- _Direction_: Copy out exactly every line from the line containing "# point at: eye" until the records below end, inclusive of both boundary lines.

[Point annotation dataset records]

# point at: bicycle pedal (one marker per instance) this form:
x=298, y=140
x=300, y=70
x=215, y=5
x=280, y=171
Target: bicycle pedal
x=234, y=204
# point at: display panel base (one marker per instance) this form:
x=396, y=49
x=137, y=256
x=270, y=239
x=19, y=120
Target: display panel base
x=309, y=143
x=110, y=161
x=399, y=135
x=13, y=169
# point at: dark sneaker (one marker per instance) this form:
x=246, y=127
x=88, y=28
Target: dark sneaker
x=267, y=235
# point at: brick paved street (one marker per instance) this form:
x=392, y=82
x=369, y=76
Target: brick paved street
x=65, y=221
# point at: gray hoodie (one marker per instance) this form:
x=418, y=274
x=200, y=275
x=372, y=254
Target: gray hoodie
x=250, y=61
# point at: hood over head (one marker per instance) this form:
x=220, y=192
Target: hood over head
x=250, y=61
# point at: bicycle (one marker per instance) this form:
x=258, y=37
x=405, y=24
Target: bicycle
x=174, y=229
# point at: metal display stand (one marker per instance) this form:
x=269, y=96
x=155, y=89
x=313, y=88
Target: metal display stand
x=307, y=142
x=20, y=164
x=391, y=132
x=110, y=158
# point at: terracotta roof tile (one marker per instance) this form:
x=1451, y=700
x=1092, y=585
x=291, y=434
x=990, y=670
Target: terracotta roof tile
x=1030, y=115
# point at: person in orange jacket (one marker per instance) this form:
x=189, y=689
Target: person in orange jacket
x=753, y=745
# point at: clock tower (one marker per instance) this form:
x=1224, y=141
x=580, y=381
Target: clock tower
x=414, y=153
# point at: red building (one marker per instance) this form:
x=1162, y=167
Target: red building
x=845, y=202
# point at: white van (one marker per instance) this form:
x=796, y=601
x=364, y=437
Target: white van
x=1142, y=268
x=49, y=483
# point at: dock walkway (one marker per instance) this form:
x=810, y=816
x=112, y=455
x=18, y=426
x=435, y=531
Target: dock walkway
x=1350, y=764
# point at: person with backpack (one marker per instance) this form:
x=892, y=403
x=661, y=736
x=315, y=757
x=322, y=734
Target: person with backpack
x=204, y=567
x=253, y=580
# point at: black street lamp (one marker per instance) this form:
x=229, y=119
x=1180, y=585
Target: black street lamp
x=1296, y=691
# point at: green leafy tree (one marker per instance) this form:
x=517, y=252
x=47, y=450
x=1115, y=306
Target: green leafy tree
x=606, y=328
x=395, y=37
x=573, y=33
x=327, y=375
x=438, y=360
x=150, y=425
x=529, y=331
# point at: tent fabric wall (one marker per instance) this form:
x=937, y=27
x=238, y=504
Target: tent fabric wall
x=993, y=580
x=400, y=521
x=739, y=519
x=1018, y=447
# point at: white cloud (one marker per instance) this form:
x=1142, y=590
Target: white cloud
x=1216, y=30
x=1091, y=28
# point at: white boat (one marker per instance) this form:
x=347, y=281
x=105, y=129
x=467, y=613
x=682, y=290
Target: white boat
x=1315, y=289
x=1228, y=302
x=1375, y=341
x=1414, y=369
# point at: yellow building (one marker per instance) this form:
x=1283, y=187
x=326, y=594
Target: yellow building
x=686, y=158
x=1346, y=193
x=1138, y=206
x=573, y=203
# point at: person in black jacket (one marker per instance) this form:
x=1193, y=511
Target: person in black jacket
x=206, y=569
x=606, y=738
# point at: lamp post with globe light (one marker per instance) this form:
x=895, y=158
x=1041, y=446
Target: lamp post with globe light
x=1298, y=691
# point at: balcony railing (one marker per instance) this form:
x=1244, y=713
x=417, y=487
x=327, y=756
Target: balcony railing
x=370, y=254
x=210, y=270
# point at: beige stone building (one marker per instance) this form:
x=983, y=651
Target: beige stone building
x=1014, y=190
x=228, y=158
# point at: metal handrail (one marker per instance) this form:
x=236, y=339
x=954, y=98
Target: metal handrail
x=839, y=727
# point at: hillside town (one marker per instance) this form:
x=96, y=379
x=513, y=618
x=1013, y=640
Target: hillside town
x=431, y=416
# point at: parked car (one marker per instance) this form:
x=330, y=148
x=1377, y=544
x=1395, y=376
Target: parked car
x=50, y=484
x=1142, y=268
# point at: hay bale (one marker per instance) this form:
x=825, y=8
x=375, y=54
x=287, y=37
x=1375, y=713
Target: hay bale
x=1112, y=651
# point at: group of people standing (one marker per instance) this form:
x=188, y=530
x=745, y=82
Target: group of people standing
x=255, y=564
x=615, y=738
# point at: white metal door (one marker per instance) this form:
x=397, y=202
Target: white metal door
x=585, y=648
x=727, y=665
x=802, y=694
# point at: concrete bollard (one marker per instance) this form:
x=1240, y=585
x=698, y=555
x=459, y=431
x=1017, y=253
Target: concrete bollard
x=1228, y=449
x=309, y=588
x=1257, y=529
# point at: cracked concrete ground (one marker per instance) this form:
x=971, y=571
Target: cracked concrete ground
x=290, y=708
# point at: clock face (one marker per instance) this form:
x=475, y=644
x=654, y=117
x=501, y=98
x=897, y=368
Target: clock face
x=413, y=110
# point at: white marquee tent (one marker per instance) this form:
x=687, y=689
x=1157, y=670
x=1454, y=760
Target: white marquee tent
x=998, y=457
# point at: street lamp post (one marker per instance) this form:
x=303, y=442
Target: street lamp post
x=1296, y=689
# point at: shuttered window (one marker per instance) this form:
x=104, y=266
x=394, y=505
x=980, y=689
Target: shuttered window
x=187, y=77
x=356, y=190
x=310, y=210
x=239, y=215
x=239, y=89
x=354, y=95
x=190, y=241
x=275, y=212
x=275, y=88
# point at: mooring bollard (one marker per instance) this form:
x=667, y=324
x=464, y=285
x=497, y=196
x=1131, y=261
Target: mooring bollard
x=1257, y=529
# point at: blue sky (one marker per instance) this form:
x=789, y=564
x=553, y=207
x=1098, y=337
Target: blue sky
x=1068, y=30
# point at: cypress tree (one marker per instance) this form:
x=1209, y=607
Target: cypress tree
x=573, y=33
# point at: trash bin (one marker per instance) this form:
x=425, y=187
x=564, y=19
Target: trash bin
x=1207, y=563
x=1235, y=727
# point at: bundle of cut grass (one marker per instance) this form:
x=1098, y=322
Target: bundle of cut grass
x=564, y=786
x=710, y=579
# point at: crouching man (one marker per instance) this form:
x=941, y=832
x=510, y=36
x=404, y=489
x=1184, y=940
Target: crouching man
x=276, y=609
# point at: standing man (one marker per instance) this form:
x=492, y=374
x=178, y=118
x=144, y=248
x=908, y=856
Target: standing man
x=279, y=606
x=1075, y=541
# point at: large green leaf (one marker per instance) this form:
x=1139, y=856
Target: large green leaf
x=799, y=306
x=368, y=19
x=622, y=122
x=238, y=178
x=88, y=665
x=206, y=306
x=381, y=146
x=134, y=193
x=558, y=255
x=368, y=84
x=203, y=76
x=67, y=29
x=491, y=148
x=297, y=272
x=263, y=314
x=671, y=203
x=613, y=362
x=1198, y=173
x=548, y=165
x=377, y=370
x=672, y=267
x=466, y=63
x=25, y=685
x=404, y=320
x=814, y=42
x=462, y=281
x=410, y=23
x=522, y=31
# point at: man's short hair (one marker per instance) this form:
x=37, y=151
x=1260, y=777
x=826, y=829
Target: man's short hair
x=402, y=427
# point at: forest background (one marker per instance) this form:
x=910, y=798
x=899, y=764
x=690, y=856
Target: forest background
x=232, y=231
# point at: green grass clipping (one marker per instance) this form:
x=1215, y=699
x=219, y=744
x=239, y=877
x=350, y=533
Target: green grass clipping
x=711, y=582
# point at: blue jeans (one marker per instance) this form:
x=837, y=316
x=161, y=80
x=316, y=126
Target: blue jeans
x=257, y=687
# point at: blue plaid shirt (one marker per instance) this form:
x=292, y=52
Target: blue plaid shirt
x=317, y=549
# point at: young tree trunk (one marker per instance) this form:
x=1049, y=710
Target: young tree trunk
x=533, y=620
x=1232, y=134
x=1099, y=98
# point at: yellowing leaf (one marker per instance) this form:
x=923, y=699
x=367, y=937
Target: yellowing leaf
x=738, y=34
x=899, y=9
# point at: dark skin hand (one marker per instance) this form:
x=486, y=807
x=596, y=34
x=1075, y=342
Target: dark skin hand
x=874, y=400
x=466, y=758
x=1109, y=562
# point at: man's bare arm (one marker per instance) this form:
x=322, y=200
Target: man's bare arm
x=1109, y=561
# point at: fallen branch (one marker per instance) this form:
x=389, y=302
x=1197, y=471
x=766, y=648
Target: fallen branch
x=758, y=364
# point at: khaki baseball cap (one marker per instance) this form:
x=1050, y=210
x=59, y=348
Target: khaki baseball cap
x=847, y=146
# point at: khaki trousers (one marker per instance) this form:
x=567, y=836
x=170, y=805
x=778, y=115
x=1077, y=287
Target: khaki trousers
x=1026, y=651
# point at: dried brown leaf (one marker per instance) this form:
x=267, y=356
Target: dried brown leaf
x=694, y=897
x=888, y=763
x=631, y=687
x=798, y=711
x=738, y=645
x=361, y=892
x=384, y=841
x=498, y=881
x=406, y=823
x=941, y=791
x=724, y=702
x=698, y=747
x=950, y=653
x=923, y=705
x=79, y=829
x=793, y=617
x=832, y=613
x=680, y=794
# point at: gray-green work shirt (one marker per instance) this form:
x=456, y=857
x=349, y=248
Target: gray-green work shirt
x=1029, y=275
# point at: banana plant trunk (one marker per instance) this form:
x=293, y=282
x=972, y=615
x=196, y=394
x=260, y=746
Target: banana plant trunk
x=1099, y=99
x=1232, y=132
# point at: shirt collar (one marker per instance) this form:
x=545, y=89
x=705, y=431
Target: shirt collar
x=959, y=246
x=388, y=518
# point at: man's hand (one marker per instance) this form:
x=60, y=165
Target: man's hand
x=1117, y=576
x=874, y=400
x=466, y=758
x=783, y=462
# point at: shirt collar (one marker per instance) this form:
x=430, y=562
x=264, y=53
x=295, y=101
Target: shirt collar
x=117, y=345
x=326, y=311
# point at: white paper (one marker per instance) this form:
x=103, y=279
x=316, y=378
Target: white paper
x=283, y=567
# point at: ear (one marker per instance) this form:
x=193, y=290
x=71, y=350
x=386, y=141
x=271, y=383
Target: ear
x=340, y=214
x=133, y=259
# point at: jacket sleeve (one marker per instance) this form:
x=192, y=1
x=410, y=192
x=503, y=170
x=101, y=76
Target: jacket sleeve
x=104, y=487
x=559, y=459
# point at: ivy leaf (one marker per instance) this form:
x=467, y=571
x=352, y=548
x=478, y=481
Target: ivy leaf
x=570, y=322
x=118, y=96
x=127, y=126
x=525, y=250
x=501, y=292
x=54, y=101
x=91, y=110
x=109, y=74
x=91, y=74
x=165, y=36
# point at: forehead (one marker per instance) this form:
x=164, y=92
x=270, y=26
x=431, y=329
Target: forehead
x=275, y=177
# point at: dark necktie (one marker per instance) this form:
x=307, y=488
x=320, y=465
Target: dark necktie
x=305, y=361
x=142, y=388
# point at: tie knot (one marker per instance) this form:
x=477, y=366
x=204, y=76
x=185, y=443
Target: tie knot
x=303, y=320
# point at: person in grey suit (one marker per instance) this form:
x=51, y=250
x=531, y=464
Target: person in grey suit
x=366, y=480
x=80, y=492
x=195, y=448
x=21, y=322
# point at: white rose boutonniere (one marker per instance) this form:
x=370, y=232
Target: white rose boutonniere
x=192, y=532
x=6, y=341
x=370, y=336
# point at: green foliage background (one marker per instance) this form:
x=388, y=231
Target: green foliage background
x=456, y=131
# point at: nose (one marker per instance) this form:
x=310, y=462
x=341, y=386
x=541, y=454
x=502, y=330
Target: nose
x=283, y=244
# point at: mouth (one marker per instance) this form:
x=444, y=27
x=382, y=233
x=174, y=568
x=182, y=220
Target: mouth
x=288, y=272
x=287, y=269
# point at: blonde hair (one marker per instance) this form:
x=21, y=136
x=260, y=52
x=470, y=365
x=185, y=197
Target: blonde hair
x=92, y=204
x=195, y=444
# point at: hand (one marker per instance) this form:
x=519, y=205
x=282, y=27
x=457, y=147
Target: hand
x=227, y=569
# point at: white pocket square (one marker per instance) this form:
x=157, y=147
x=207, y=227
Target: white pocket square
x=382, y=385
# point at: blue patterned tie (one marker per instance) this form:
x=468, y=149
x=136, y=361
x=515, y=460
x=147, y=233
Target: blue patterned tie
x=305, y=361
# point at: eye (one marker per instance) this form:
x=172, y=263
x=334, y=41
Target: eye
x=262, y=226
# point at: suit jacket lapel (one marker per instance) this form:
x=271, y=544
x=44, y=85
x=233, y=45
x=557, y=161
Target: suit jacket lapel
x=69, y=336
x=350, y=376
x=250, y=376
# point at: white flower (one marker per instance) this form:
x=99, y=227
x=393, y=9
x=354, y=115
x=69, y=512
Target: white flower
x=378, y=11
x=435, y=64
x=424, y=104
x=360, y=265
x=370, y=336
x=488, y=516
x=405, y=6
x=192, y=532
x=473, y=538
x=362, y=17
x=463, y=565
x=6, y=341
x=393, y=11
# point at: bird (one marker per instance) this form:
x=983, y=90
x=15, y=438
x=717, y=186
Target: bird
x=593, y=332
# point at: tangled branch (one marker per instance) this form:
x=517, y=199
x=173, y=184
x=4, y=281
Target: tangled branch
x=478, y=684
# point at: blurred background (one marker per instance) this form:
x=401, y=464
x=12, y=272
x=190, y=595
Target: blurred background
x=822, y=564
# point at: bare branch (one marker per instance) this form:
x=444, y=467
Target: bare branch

- _The completed task_:
# point at: eye (one marker per instance) this form:
x=172, y=263
x=334, y=41
Target: eye
x=262, y=226
# point at: suit jacket lapel (one marker per instance) this form:
x=271, y=544
x=44, y=85
x=233, y=45
x=557, y=161
Target: suit jacket lapel
x=69, y=336
x=350, y=376
x=250, y=376
# point at: white flower (one marker per instance) this form:
x=99, y=227
x=393, y=9
x=354, y=115
x=69, y=512
Target: white flower
x=378, y=11
x=435, y=64
x=424, y=104
x=360, y=265
x=370, y=336
x=488, y=516
x=405, y=6
x=192, y=532
x=473, y=538
x=362, y=17
x=463, y=565
x=6, y=341
x=393, y=11
# point at: bird (one marker per instance) this form:
x=983, y=90
x=15, y=438
x=717, y=186
Target: bird
x=593, y=332
# point at: tangled branch (one marker per instance) this form:
x=517, y=199
x=173, y=184
x=4, y=281
Target: tangled branch
x=478, y=684
# point at: blurred background (one marker per instance) this form:
x=401, y=464
x=12, y=272
x=190, y=595
Target: blurred background
x=822, y=564
# point at: bare branch (one marker per instance) this form:
x=444, y=467
Target: bare branch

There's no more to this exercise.